— start SOURCE RECORDS —
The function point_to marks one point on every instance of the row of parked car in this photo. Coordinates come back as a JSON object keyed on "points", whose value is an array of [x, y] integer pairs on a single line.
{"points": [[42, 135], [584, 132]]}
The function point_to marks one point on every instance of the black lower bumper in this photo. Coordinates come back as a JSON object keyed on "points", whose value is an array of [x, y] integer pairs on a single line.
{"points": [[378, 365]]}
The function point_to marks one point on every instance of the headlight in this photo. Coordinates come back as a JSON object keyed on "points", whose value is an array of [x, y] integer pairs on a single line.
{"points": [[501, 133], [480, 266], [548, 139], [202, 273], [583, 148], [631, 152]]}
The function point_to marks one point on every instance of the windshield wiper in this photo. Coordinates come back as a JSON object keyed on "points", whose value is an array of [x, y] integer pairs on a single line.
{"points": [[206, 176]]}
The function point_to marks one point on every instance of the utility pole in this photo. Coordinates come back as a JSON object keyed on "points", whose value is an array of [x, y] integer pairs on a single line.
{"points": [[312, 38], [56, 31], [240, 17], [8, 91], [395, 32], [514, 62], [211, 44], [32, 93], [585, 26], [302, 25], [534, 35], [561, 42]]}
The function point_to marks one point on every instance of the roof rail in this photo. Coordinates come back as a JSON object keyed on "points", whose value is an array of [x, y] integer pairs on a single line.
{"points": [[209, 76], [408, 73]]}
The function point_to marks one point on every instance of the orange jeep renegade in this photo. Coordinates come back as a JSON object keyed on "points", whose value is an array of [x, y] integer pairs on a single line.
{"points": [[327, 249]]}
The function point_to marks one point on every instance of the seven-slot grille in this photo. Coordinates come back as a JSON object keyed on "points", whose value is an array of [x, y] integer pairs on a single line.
— end SOURCE RECORDS —
● JOB
Turn the records above into a numbered list, leaving out any blank lines.

● RESULT FOR THIS EXERCISE
1. The function point_to marks one point on every instance of the row of parked car in this photo. Coordinates come back as a JSON object keyed on "points", whose value is an array of [x, y] integer pairs on a single line.
2. {"points": [[42, 135], [584, 132]]}
3. The function point_to marks one point on every instance of the black lower bumper in this photo. Coordinates come back as a JSON object keyed on "points", whose value is an array of [x, y] integer pairs on a single line.
4. {"points": [[378, 365]]}
5. The function point_to marks one point on every instance of the headlight in this photo. Coordinates come back as a JSON object keyed on "points", whose value is an array of [x, y] integer pairs on a single line.
6. {"points": [[501, 133], [480, 266], [548, 139], [202, 273], [583, 148], [631, 152]]}
7. The function point_to marks one point on every instance of the windshield wiper in this photo. Coordinates come back as a JSON object keyed on "points", whose value is an array of [x, y] integer pairs on a single line.
8. {"points": [[206, 176]]}
9. The function point_to marks one point on every instance of the utility pole in this photo. Coordinates come back as a JSON object keyed on "points", whose value is an array of [x, y] integer pairs on a single line.
10. {"points": [[312, 38], [56, 31], [240, 17], [8, 91], [395, 32], [514, 62], [211, 44], [32, 93], [585, 26], [302, 25], [534, 35], [561, 42]]}
11. The function point_to marks one point on every instance of the roof rail in this photo. Coordinates come back as a JSON object keyed on "points", whose value is an array of [x, y] integer pairs on a single line.
12. {"points": [[209, 76], [408, 73]]}
13. The function point_to marks one point on every instance of the orange jeep renegade in this photo. Coordinates come back as a JSON object keyed on "points", whose value is an array of [x, y] integer pairs on a single line.
14. {"points": [[327, 249]]}
15. The function point_to marks one point on every instance of the seven-slot grille in this photo. Coordinates come back as a JSON object keyed on "points", whose value is an array of [x, y] integer pairs on a single line.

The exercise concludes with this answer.